> [The task] Your answer should consist of the lines in the listing that hold "walkway".

****

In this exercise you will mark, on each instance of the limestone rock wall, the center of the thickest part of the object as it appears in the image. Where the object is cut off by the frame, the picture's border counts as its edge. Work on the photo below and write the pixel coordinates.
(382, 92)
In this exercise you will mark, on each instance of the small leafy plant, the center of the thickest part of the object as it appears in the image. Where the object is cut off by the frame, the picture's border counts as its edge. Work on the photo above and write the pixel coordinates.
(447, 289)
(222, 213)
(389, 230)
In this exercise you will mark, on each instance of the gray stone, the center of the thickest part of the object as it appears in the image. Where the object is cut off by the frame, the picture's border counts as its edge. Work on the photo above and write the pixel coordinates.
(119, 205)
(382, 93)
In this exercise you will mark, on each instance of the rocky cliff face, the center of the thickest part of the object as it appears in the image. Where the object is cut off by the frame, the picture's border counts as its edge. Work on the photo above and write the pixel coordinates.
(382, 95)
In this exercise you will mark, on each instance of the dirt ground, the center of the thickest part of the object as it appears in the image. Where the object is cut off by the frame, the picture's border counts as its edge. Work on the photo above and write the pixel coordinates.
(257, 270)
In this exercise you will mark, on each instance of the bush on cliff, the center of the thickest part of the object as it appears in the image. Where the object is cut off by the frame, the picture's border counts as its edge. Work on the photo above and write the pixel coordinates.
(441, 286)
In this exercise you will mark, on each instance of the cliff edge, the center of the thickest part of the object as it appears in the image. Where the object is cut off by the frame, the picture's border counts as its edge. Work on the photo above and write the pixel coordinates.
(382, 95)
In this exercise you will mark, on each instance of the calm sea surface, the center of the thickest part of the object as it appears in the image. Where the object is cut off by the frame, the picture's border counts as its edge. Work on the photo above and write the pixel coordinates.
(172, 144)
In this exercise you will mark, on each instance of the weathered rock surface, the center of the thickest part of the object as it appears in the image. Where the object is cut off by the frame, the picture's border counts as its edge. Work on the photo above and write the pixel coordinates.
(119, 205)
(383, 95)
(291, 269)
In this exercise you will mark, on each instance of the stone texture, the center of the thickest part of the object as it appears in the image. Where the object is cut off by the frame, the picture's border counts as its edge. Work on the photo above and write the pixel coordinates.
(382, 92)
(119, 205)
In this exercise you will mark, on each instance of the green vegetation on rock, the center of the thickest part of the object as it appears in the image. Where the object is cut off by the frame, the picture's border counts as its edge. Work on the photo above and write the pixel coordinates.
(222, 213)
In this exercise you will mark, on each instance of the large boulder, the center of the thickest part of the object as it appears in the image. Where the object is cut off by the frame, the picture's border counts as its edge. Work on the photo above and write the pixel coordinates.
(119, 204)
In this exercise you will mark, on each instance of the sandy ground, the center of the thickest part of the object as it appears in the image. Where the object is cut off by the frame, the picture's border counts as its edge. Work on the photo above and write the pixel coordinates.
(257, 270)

****

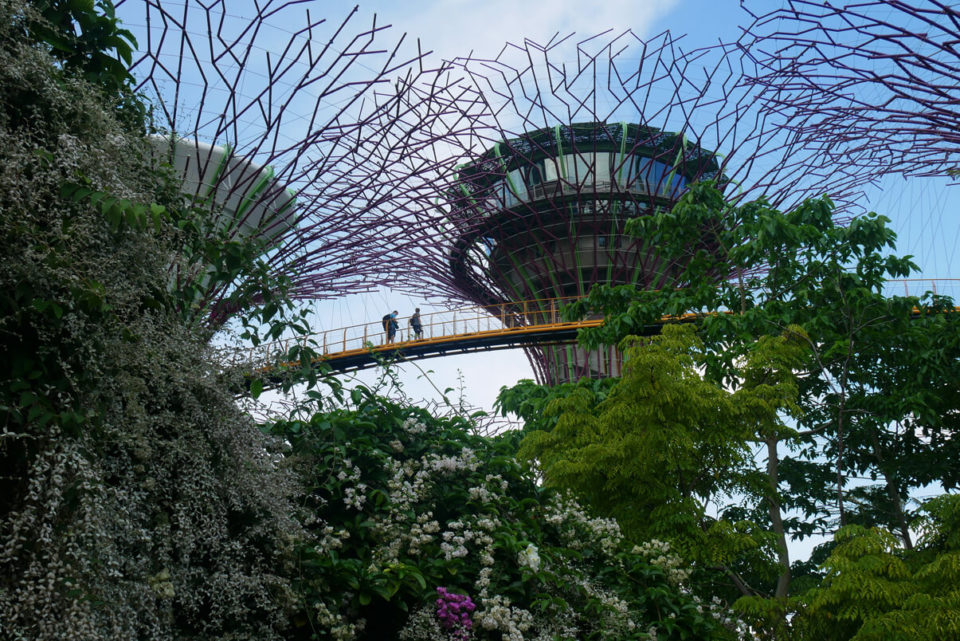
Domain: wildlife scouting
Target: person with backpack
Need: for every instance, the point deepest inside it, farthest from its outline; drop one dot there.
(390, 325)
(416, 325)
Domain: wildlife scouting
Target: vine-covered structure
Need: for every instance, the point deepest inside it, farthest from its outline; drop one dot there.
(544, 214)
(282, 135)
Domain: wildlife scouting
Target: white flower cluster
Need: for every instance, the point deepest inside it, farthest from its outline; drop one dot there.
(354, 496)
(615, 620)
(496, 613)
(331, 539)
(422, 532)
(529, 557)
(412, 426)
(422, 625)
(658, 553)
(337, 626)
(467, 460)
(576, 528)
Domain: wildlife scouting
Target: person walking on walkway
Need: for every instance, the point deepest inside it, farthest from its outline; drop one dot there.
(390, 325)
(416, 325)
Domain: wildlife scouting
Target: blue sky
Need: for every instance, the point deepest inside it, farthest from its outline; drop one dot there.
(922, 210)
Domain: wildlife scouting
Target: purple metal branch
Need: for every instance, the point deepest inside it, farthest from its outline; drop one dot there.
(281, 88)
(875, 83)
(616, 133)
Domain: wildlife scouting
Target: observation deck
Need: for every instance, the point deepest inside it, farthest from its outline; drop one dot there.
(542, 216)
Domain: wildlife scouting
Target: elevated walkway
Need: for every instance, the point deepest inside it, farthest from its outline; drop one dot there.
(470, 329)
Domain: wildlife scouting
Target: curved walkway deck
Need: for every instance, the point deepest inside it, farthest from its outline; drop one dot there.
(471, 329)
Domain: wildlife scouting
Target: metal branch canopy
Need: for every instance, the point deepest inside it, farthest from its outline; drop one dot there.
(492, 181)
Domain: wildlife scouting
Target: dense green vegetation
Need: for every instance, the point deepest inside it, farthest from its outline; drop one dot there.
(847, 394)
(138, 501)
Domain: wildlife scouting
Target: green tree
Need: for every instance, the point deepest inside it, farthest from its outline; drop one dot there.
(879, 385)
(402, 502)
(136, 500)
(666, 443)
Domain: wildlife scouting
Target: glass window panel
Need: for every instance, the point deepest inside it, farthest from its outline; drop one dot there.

****

> [Response area]
Target: person walking on walkway
Target: elevated walkway
Target: curved walkway deck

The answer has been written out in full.